Excerpted text »
"""

Authentic New Mexico Posole Recipe image

Rich and flavorful this soup is slow cooked until the hominy is soft and the pork is fall apart tender.

Provided by Deb Clark

Categories     Lunch or Dinner

Time 4h10m

Number Of Ingredients 9

5-6 pound pork shoulder (cut in large chunks)
1 bay leaf
1 Tablespoon salt
1 Tablespoon garlic (chopped)
28 oz. red chile sauce ((Las Palmas) NOT Enchilada sauce)
1 Tablespoon red chile powder
1 teaspoon cumin
48 ounces canned hominy (usually comes in 24 oz cans. Drain the hominy. )
optional garnishes, shredded green cabbage, sliced radishes and diced white or yellow onions

Steps:

  • Add meat to a large Dutch oven and fill with water leaving a couple of inches from the top.
  • Add bay leaf, salt, and garlic. Bring to a boil and continue to cook for 3-4 hours lowering the heat to prevent the water from boiling over. As the soup cooks add water as it evaporates so the meat continues to be covered.

"""

Work to complete » Quote the posole recipe from "Categories     Lunch or" to "NOT Enchilada sauce)". Rely on the posole recipe alone, not the material.

Given information »
"""

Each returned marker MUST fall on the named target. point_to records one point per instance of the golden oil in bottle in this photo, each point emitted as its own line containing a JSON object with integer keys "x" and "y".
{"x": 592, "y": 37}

"""

Worked answer »
Categories     Lunch or Dinner

Time 4h10m

Number Of Ingredients 9

5-6 pound pork shoulder (cut in large chunks)
1 bay leaf
1 Tablespoon salt
1 Tablespoon garlic (chopped)
28 oz. red chile sauce ((Las Palmas) NOT Enchilada sauce)